--- start of PROVIDED ENTRIES ---
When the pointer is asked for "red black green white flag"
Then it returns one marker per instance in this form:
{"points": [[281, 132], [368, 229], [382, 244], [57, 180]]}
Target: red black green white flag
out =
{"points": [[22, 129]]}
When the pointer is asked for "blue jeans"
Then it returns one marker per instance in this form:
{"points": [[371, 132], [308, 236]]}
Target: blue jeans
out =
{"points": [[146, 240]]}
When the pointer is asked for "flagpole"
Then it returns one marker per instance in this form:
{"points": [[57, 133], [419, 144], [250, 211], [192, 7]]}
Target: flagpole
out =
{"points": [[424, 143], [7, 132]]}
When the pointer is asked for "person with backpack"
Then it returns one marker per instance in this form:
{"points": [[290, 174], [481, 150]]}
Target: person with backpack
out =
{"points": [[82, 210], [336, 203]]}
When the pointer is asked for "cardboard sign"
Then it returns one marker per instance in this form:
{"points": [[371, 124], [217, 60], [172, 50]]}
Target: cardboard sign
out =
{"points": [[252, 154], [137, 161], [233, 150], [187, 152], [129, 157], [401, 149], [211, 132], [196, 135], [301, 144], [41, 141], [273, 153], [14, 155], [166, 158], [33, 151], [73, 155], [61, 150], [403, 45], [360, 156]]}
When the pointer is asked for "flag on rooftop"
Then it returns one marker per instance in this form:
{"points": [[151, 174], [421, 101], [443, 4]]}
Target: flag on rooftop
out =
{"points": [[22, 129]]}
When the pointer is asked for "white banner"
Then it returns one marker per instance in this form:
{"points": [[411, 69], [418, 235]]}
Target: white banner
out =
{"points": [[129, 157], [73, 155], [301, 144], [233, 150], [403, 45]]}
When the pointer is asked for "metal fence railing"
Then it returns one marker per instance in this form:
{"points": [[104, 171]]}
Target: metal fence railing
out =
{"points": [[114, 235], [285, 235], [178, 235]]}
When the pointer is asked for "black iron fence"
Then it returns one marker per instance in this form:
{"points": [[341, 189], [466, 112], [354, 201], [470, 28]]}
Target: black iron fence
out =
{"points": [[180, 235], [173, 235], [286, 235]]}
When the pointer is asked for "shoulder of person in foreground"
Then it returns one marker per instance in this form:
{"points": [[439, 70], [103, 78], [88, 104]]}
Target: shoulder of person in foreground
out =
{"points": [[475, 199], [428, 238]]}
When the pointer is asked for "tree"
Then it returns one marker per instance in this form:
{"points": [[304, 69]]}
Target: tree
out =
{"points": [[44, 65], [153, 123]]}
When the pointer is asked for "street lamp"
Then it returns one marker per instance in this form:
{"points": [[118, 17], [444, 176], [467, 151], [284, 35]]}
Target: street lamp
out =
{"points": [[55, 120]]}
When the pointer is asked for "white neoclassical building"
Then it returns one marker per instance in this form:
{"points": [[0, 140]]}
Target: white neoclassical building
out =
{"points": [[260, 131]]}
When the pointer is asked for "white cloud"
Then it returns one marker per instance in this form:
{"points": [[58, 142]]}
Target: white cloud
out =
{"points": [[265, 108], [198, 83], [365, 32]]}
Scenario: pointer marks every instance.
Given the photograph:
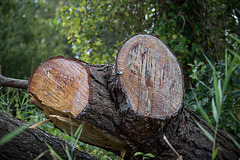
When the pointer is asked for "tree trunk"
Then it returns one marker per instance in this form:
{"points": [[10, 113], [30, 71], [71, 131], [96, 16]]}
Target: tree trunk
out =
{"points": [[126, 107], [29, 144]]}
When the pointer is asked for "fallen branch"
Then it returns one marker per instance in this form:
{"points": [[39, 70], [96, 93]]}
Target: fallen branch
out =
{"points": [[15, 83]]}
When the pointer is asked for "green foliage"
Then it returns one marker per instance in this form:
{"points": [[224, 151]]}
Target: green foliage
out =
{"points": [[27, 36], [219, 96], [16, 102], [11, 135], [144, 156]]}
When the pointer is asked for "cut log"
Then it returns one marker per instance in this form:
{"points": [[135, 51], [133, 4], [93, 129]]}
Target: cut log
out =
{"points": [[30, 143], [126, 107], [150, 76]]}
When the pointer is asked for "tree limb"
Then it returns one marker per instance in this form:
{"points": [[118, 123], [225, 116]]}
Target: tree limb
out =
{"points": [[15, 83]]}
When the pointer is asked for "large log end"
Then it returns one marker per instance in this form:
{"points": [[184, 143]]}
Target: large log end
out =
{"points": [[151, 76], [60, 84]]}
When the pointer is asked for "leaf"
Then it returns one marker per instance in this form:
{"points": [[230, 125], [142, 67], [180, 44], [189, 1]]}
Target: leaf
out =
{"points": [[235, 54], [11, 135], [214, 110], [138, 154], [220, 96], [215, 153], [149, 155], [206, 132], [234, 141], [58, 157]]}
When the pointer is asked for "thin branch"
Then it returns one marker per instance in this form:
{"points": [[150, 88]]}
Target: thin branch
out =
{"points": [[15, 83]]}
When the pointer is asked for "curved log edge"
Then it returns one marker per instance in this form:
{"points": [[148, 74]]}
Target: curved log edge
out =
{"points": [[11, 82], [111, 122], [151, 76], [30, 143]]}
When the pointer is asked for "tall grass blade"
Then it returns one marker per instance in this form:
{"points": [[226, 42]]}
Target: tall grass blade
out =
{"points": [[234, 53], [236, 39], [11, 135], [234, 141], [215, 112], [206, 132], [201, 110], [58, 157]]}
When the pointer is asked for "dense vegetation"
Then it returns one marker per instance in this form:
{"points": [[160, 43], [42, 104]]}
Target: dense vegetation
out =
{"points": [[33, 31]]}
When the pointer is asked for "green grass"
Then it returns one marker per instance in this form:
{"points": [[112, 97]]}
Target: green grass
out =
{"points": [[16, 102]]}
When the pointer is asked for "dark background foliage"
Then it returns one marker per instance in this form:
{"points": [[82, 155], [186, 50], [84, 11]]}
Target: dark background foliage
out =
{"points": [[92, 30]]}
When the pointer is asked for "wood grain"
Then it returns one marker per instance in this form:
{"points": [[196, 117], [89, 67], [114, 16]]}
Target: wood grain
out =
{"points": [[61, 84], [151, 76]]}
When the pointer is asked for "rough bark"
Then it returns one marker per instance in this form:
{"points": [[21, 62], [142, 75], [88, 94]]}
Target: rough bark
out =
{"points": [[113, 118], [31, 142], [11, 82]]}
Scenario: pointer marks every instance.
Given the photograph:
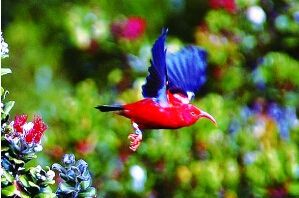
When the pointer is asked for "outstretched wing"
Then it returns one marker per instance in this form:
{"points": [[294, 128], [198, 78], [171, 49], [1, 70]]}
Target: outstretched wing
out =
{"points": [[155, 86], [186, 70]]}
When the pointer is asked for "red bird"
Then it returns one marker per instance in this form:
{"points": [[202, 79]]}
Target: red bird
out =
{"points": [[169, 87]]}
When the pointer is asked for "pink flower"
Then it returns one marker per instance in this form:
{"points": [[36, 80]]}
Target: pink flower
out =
--- end of PROVIDED ENTRIES ---
▶ **GOAL OF THE EXERCISE**
Quote the listing above in full, except for the pictures.

▶ **REPLY**
When the pointer is asked for "red black green white flag"
Then it returns one marker per instance in this form:
{"points": [[281, 132], [368, 229], [382, 244], [57, 180]]}
Target: red black green white flag
out =
{"points": [[22, 129]]}
When the pointer is asked for "blue jeans"
Then it returns one marker per instance in this form:
{"points": [[371, 132], [308, 236]]}
Target: blue jeans
out =
{"points": [[146, 240]]}
When the pointer is asked for "flagpole"
Then it returns one marker per instance in this form:
{"points": [[57, 133], [419, 144], [250, 211], [192, 7]]}
Target: flagpole
out =
{"points": [[424, 143], [7, 132]]}
When the pointer is asked for "person with backpack"
Then it returns one marker per instance in this form:
{"points": [[290, 174], [481, 150]]}
Target: person with backpack
out =
{"points": [[82, 210], [336, 203]]}
When the pointer is asked for "cardboard sign"
Then it returns one marker per instance in this form:
{"points": [[371, 124], [217, 60], [172, 50]]}
Target: cardboard sign
out =
{"points": [[252, 154], [137, 161], [233, 150], [187, 152], [129, 157], [401, 149], [211, 132], [196, 135], [301, 144], [41, 141], [273, 153], [14, 155], [166, 158], [33, 151], [73, 155], [61, 150], [403, 45], [360, 156]]}
When the pointer is asked for "flag on rooftop"
Then it returns one marker per instance in this form:
{"points": [[151, 174], [421, 101], [443, 4]]}
Target: flag on rooftop
out =
{"points": [[22, 129]]}
When the pointer is asked for "white banner"
Then it returns one marker per instance in this form:
{"points": [[411, 69], [418, 235]]}
Target: white banner
out =
{"points": [[129, 157], [73, 155], [301, 144], [233, 150], [403, 45]]}
When the pointer is asked for "metal fence railing"
Then it returns one marker per instance in this form:
{"points": [[104, 171]]}
Target: metal fence railing
out =
{"points": [[114, 235], [285, 235], [178, 235]]}
When the pointer is asked for "black iron fence"
Then it returns one marker per instance in this form:
{"points": [[341, 189], [466, 112], [354, 201], [470, 28]]}
Target: black iron fence
out =
{"points": [[180, 235], [173, 235], [286, 235]]}
When the pointer is asked for "shoulder of person in foreground"
Then it returns one marker per instance in this form:
{"points": [[439, 70], [103, 78], [88, 104]]}
Target: shoulder of person in foreground
out =
{"points": [[475, 199], [428, 238]]}
When the pointer is asked for "tree"
Then it returns one marker per instance in this form:
{"points": [[304, 69]]}
Target: tree
out =
{"points": [[44, 65], [153, 123]]}
When the pointer is asked for "street lamp"
Then it returns one marker per instance in this form:
{"points": [[118, 17], [444, 176], [467, 151], [284, 35]]}
Target: street lamp
out =
{"points": [[55, 120]]}
When the pointer is asked for "white neoclassical building"
Then it returns one marker per instance in this form:
{"points": [[0, 140]]}
Target: white neoclassical building
out =
{"points": [[260, 131]]}
When the pointer is asked for "white cloud"
Then it returns one marker per instance in this form:
{"points": [[58, 142]]}
Target: white cloud
out =
{"points": [[265, 108], [198, 83], [365, 32]]}
Scenario: pointer marks every instance.
Given the photograph:
When the pointer is asked for "tree trunk"
Then it returns one marker per instance in this form:
{"points": [[10, 113], [30, 71], [71, 131], [96, 16]]}
Target: tree trunk
out =
{"points": [[126, 107], [29, 144]]}
When the pointer is asked for "fallen branch"
Then it returns one marker per instance in this form:
{"points": [[39, 70], [96, 93]]}
Target: fallen branch
out =
{"points": [[15, 83]]}
When the pointer is asked for "green foliage"
Then it returns one marker per instance in this form:
{"points": [[224, 151]]}
Target: green foliage
out =
{"points": [[27, 36], [219, 96], [16, 102], [11, 135], [144, 156]]}
When the pointer is asked for "cut log"
Then it returns one marker per instance in this form:
{"points": [[135, 51], [133, 4], [93, 129]]}
Target: cut log
out =
{"points": [[30, 143], [126, 107], [150, 76]]}
When the pointer is asked for "tree limb"
Then it returns one marker per instance in this form:
{"points": [[118, 123], [225, 116]]}
Target: tree limb
out =
{"points": [[15, 83]]}
When the pointer is asked for "large log end"
Then it returns one marker per instance in this form:
{"points": [[184, 143]]}
Target: large log end
out =
{"points": [[151, 76], [60, 84]]}
When the pointer is asked for "leaf"
Then it returns one marker per instance in this form:
{"points": [[230, 125], [142, 67], [180, 44], [189, 1]]}
Target: leaf
out =
{"points": [[235, 54], [11, 135], [214, 110], [138, 154], [220, 96], [215, 153], [149, 155], [206, 132], [234, 141], [58, 157]]}
When the pointer is asked for "thin branch"
Then it returns one marker per instance in this form:
{"points": [[150, 88]]}
Target: thin branch
out =
{"points": [[15, 83]]}
When the pointer is asked for "curved log edge"
Then it returns one marker per instance in this form:
{"points": [[148, 74]]}
Target: curved log edge
out =
{"points": [[11, 82], [111, 122], [151, 76], [30, 143]]}
When the pointer is asked for "tall grass blade"
Then it returns one marker per instance in this form:
{"points": [[226, 42]]}
Target: tall grass blade
out =
{"points": [[234, 53], [236, 39], [11, 135], [234, 141], [215, 112], [206, 132], [201, 110], [58, 157]]}
When the pointer is asked for "dense vegetation"
Then it returns one marker per instance in this form:
{"points": [[160, 43], [42, 104]]}
Target: dense vegetation
out =
{"points": [[33, 31]]}
When the pointer is asked for "green grass"
Then it returns one marker per instance in this form:
{"points": [[112, 97]]}
Target: green grass
out =
{"points": [[16, 102]]}
When the pointer is asked for "dark background foliage"
Then it returns one marker per instance in this form:
{"points": [[82, 155], [186, 50], [84, 11]]}
Target: dark background foliage
out =
{"points": [[92, 30]]}
When the pointer is asked for "wood grain"
Then it returns one marker per instance in this form:
{"points": [[196, 117], [89, 67], [114, 16]]}
Target: wood grain
out =
{"points": [[61, 84], [151, 76]]}
When the pointer is asked for "rough bark"
Then it returns one marker per instance in this form:
{"points": [[21, 62], [142, 75], [88, 94]]}
Target: rough bark
out =
{"points": [[113, 118], [31, 142], [11, 82]]}
Scenario: pointer marks every instance.
Given the photograph:
When the pointer is asked for "outstretched wing"
Then it returns one marker per instance in this form:
{"points": [[294, 128], [198, 78], [171, 49], [1, 70]]}
Target: outstretched wing
out =
{"points": [[155, 86], [186, 70]]}
When the pointer is asked for "red bird"
Then it returns one marker per instance in this form:
{"points": [[202, 79]]}
Target: red bird
out =
{"points": [[169, 87]]}
When the pointer is asked for "pink flower"
Then it returns one marker per instance in this form:
{"points": [[36, 80]]}
Target: pink flower
out =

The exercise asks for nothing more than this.